Supplied passage below:

William Arthur Breakspeare (19 January 1856 – 8 May 1914) RBA, RBSA was an artist from Birmingham, England, the son of John Breakspeare, a flower painter working in the Birmingham japanning trade.

Breakspeare lived in Edgbaston, Birmingham until the age of 22. He was apprenticed to the japanners, Halbeard and Wellings, as a decorator.
In 1877, he moved to Paradise Street in central Birmingham. He was closely associated with the Royal Birmingham Society of Artists (RBSA) gallery, exhibiting 34 works from 1874 to 1899. He was one of the first Associates of the RBSA in 1881 and was elected to the RBSA in 1884. He was also a founder member of the Birmingham Art Circle. In about 1884 he visited Newlyn in Cornwall where other ‘Birmingham Boys’ were helping to establish the colony of artists. His work covered many genres including genre, portrait, figure and 18th-century costume pieces and landscape.

Breakspeare spent time in Paris, moving there in 1879. Whilst living there he exhibited An Eastern Maid at the RBSA, perhaps showing an influence of Orientalism from his stay. However, his stay was short and he moved to Haverstock Hill in London a few years later in 1881. He is understood to have spent the rest of his life there. As well as his training in Paris, Breakspeare was initially trained at the Birmingham Government School of Design and Charles Verlat's Academy in Antwerp.

End of Supplied passage.
Material shown below:

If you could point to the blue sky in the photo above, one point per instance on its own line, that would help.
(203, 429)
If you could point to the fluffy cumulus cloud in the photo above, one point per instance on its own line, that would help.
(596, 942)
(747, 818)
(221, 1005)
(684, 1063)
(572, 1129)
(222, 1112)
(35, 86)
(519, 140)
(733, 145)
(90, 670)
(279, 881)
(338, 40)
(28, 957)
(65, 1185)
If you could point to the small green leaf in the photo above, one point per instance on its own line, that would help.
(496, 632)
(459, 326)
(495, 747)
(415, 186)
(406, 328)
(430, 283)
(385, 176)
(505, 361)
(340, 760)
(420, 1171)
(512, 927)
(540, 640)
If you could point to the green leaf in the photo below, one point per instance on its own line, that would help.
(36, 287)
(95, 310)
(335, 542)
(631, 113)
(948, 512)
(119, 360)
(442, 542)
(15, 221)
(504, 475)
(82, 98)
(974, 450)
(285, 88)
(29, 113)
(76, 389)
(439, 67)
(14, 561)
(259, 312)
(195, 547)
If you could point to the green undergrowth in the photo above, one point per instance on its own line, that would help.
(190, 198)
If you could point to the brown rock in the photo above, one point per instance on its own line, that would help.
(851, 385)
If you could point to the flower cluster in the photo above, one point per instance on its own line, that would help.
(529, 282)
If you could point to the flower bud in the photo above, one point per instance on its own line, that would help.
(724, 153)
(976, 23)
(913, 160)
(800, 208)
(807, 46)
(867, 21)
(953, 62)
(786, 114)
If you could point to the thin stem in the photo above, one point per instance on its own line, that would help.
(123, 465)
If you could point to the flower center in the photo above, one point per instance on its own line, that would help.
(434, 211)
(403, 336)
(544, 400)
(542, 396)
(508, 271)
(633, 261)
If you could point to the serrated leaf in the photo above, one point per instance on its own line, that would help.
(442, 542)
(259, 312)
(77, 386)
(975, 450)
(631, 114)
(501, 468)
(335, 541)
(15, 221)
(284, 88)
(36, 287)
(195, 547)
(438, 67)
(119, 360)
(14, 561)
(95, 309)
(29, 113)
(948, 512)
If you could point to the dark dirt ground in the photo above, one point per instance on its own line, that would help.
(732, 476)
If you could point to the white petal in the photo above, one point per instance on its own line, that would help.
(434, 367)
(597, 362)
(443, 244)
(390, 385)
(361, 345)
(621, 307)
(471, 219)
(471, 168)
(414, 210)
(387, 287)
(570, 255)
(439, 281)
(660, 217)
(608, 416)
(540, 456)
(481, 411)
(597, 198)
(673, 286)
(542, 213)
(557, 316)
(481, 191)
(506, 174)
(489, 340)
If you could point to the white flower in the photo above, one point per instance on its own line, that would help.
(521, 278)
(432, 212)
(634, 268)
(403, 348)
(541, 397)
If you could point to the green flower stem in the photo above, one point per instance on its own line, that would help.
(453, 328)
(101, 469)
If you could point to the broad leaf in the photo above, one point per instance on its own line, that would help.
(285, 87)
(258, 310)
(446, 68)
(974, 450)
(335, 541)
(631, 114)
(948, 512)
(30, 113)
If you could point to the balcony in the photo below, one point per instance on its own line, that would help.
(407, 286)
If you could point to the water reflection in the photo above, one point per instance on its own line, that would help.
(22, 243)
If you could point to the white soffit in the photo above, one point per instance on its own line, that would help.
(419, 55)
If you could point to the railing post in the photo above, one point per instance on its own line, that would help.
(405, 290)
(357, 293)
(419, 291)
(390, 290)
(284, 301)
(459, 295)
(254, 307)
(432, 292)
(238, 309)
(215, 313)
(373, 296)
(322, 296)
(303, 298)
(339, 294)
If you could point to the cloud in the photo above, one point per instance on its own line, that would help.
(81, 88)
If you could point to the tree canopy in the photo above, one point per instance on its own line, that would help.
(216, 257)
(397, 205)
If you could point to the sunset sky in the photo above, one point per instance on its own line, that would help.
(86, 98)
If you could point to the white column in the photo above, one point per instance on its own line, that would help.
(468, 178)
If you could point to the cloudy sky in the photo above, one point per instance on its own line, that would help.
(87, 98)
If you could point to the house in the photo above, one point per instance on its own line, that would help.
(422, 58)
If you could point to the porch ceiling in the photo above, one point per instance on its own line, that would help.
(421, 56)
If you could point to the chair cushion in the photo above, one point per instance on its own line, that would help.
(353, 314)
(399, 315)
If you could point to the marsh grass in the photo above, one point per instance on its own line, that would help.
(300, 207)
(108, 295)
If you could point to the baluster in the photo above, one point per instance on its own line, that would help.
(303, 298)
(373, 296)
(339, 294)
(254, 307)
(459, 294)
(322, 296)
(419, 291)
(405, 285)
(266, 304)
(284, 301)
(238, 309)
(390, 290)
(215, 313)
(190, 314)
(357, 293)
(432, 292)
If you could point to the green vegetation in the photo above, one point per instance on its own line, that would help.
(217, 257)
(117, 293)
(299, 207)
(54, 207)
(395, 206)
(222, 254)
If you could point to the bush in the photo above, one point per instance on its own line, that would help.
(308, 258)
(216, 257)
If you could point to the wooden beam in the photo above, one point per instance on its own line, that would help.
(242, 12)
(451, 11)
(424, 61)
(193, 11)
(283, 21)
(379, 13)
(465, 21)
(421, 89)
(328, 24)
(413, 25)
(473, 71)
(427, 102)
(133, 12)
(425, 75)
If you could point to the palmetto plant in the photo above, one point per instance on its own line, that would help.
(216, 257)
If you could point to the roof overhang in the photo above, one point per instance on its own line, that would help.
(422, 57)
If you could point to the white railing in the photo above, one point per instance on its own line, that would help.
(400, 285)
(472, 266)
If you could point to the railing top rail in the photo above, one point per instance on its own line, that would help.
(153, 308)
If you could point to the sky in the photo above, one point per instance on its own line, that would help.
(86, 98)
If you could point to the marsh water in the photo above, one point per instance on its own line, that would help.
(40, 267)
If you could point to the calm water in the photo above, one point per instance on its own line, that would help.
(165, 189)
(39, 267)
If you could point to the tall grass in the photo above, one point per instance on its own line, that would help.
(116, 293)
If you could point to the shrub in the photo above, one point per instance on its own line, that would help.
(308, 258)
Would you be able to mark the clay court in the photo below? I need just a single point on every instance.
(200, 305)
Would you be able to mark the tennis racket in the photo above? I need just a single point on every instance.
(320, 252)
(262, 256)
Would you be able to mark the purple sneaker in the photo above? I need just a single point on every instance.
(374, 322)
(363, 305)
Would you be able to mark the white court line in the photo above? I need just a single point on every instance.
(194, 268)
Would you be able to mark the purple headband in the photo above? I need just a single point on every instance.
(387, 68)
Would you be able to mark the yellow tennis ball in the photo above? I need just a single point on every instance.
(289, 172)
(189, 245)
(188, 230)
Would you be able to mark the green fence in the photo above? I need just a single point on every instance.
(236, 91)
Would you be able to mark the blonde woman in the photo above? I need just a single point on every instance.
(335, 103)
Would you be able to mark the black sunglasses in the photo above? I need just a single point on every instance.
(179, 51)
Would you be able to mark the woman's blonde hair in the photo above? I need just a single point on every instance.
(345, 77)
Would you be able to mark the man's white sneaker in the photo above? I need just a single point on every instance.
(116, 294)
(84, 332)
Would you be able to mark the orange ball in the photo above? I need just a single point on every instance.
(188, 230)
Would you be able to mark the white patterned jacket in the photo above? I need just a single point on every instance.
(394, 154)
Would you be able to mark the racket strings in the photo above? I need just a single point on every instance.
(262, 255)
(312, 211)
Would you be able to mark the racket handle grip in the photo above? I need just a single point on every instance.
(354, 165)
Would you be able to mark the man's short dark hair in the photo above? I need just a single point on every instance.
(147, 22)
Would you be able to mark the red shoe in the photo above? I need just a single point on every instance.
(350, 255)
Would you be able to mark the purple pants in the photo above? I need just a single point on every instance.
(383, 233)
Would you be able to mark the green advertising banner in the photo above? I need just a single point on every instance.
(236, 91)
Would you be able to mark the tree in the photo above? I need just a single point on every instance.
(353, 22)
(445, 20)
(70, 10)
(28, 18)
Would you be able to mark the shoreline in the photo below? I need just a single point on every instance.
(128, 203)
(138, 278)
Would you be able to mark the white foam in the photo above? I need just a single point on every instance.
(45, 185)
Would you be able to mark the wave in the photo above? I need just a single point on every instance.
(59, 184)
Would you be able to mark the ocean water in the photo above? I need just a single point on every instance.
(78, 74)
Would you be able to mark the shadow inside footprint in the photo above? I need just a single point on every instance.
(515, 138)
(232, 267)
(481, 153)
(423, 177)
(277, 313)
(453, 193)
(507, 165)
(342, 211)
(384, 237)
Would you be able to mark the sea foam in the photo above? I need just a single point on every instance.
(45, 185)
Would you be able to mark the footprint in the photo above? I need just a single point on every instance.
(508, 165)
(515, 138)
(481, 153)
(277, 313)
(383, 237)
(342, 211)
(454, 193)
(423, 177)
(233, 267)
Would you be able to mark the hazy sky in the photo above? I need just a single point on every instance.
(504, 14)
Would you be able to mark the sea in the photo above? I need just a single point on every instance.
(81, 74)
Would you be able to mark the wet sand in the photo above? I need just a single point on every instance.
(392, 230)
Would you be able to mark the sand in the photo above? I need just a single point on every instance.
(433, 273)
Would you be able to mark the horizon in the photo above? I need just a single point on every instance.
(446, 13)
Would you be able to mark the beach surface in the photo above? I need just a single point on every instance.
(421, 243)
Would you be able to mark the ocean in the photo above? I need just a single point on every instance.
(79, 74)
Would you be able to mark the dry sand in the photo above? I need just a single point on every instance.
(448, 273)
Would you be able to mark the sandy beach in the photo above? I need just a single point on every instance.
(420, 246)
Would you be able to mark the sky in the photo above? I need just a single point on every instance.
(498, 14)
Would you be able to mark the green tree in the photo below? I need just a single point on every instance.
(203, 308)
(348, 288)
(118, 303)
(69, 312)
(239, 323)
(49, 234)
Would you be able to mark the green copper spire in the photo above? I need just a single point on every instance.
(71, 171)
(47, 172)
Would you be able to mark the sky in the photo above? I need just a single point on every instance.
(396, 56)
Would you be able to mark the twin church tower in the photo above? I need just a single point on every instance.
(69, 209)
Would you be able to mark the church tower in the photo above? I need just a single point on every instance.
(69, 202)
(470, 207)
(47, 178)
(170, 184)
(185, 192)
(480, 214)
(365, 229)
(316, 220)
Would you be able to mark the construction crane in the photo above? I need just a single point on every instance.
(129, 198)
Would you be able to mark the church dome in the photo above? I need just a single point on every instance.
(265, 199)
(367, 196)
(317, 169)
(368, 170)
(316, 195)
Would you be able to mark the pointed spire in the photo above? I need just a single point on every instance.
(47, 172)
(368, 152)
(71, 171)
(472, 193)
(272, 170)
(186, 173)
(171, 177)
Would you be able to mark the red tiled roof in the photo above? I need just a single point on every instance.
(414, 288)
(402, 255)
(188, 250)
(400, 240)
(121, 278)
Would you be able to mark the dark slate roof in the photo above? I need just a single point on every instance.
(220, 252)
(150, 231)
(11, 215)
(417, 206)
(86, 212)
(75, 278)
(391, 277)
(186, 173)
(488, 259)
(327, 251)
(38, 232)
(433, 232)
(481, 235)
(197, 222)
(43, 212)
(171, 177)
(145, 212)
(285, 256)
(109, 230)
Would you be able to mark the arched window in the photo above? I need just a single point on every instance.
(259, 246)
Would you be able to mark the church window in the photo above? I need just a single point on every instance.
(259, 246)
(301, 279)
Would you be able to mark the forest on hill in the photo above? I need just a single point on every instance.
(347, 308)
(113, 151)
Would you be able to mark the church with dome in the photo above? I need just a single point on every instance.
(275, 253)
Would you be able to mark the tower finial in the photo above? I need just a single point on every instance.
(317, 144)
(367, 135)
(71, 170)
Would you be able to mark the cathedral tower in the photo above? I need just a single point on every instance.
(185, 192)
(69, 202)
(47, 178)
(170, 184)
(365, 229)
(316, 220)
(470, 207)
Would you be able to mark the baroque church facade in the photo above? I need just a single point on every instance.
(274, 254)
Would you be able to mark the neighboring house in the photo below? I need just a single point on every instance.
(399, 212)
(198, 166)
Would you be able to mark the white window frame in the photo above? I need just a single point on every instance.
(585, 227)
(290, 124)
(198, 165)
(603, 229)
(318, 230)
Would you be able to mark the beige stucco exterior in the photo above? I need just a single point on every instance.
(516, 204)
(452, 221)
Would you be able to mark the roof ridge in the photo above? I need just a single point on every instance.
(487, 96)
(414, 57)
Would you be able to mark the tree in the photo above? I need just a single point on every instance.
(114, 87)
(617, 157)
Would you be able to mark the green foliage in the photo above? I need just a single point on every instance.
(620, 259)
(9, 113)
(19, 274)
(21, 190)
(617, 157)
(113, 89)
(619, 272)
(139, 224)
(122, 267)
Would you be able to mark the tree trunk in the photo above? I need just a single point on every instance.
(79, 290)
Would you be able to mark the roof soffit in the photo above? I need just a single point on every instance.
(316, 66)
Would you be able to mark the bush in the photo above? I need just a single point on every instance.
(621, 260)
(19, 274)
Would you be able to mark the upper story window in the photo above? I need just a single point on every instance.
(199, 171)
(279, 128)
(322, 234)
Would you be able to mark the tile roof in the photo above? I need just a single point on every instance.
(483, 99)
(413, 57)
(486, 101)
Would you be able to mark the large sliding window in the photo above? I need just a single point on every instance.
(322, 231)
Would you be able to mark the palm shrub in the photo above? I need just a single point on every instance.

End of Material shown.

* _Problem statement_
In the passage on William Arthur Breakspeare, translate this sentence into French: "Breakspeare spent time in Paris, moving there in 1879."

* _Task response_
Breakspeare a passé du temps à Paris, où il s'est installé en 1879.